● **Exercise description**: Begin with the line containing "Please indicate the windowsill" and reproduce it and all later lines exactly, through the last line of the records. Add nothing else.

[Stored records]
◆ ◆ ◆ ◆
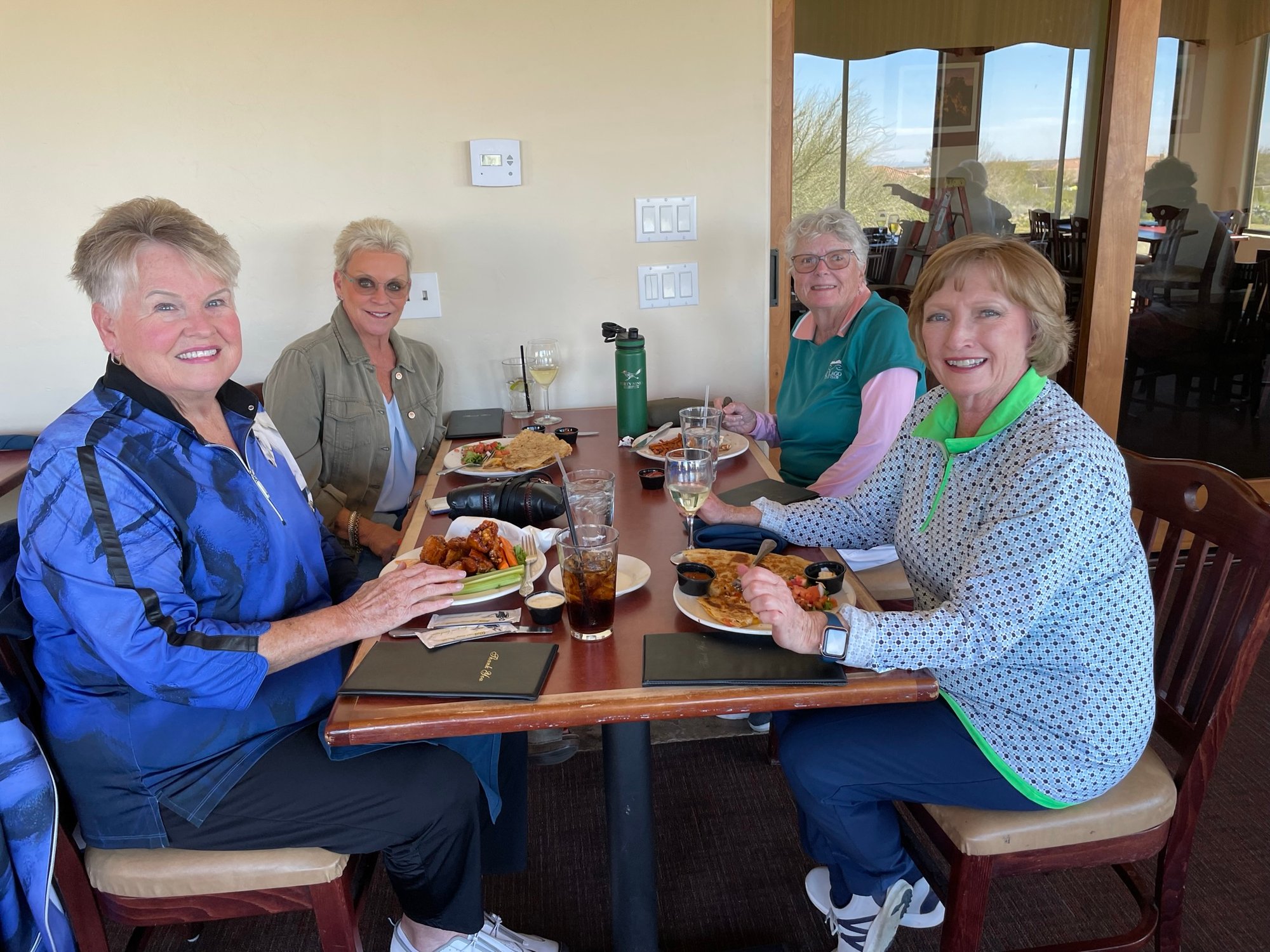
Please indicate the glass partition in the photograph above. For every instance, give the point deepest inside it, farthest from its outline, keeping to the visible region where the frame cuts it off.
(1197, 346)
(953, 119)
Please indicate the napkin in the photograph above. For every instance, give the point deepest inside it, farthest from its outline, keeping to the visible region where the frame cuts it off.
(737, 539)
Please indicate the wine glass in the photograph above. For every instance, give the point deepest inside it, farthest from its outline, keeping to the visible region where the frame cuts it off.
(543, 356)
(689, 477)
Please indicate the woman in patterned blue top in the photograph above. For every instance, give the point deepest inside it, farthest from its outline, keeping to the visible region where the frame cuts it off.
(191, 610)
(1012, 516)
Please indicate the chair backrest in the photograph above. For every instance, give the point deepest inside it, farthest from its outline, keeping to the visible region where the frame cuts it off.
(1041, 224)
(1212, 595)
(1175, 223)
(1070, 248)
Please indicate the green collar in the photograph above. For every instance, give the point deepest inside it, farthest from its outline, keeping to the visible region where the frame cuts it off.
(940, 423)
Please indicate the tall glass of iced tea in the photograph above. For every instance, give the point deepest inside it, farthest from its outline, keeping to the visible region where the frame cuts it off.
(589, 569)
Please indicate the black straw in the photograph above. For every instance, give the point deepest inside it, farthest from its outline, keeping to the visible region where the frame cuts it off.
(580, 572)
(525, 379)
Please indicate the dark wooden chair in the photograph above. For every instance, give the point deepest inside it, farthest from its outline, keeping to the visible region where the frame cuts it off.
(1208, 535)
(1041, 229)
(150, 888)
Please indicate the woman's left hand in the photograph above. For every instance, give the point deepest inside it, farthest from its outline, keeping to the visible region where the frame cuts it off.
(772, 600)
(382, 540)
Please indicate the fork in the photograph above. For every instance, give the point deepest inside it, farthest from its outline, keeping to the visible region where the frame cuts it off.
(531, 552)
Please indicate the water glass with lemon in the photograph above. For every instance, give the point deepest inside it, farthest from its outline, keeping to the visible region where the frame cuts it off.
(514, 378)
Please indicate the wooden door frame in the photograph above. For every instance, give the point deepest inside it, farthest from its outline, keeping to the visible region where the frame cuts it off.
(1120, 158)
(782, 191)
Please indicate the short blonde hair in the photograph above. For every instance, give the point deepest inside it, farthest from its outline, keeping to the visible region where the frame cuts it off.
(1019, 272)
(106, 258)
(371, 235)
(830, 220)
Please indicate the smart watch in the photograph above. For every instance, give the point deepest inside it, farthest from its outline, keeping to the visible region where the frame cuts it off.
(834, 642)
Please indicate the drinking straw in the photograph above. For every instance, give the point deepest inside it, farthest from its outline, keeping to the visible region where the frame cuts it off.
(573, 534)
(568, 510)
(525, 379)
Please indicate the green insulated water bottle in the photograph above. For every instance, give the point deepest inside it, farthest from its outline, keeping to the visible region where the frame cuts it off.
(632, 380)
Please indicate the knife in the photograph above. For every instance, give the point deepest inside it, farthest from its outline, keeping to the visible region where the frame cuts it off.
(582, 433)
(520, 630)
(645, 441)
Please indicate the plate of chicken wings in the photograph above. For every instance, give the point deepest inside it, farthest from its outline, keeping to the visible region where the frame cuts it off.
(476, 550)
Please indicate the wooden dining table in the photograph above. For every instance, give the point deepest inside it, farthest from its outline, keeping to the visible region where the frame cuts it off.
(600, 682)
(13, 469)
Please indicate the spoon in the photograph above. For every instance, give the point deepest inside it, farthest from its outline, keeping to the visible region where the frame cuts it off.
(765, 549)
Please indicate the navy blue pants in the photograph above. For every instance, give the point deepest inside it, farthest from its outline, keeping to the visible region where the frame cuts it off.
(845, 766)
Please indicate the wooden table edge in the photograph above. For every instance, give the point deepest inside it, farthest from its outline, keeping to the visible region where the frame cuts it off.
(628, 706)
(646, 704)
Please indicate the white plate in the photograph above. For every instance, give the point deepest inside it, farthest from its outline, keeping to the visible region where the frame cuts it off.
(505, 529)
(692, 607)
(632, 574)
(457, 456)
(730, 445)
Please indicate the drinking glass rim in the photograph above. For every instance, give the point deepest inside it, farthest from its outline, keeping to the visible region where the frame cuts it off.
(683, 454)
(565, 539)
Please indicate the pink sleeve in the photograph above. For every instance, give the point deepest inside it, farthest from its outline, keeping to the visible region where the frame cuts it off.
(765, 428)
(886, 402)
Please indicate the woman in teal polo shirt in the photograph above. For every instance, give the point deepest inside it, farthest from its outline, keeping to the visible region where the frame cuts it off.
(853, 373)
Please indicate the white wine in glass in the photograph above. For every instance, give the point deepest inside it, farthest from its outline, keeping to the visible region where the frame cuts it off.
(543, 356)
(689, 477)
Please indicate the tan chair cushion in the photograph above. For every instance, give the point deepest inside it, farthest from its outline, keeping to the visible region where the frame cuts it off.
(886, 582)
(152, 874)
(1142, 800)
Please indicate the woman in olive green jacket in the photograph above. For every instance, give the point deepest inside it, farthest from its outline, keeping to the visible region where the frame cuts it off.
(360, 406)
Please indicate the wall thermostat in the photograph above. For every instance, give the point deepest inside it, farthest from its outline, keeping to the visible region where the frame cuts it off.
(496, 162)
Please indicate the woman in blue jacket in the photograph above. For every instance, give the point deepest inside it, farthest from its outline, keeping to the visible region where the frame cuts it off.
(191, 609)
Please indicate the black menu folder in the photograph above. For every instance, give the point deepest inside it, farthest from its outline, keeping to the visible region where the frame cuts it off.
(698, 658)
(473, 425)
(515, 671)
(775, 491)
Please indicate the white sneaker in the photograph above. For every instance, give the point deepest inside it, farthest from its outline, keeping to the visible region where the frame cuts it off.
(493, 937)
(925, 912)
(867, 927)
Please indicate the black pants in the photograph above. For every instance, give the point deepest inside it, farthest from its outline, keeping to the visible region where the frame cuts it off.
(418, 804)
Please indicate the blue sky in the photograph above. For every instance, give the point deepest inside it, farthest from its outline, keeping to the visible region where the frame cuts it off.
(1023, 98)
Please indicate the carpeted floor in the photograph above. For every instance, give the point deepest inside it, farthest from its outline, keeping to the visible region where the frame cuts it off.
(731, 871)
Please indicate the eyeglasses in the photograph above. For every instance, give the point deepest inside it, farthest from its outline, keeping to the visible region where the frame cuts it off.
(835, 261)
(366, 288)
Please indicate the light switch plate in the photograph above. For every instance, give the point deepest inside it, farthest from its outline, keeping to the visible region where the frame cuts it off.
(425, 299)
(667, 285)
(674, 219)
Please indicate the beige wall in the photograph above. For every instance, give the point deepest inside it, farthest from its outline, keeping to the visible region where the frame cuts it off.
(280, 121)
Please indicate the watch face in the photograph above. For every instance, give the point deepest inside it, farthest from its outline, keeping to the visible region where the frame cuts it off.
(834, 643)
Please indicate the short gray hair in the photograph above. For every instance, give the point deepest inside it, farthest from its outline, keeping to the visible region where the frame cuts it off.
(106, 258)
(371, 235)
(830, 220)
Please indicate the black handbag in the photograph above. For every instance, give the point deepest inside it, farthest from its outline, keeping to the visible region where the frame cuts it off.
(520, 501)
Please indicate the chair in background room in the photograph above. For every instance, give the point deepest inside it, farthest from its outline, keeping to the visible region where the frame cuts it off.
(1207, 535)
(1042, 228)
(1069, 252)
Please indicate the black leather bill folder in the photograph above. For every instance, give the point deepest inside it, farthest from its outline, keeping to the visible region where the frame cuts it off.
(775, 491)
(515, 671)
(473, 425)
(700, 658)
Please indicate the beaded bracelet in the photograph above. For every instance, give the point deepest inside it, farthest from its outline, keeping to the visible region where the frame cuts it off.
(355, 520)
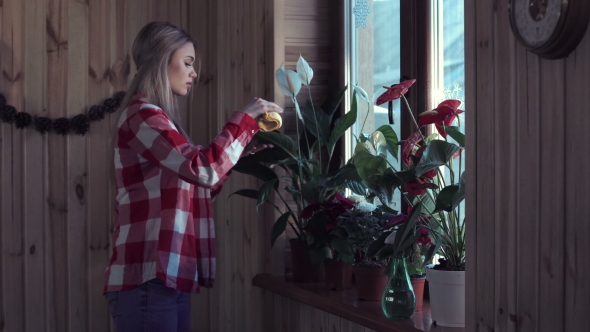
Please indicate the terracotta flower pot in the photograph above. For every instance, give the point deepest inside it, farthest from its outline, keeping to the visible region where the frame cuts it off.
(418, 285)
(302, 268)
(370, 282)
(338, 275)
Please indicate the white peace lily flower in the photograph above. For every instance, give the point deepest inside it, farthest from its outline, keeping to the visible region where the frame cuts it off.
(366, 207)
(304, 70)
(288, 81)
(361, 93)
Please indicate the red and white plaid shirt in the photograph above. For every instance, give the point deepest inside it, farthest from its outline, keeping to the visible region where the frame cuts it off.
(164, 227)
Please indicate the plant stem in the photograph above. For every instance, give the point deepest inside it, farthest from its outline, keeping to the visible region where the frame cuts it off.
(292, 214)
(412, 116)
(317, 127)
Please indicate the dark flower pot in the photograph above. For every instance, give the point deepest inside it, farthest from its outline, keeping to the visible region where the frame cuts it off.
(338, 275)
(418, 285)
(302, 268)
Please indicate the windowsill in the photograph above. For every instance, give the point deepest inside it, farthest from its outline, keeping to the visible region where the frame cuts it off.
(345, 305)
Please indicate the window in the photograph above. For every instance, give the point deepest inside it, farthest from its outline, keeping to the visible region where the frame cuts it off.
◆ ◆ ◆ ◆
● **Your response**:
Please indicate the windowsill in the photograph above. For every instance, give the point deepest inside it, farthest from its outline, keeping to the visible region where the frame cuts it off.
(345, 305)
Please indicate the window in the photograph above. For every instance, give the point deepest inside it, farthest from its outline, keeping to the visible region where the frame cuts it off.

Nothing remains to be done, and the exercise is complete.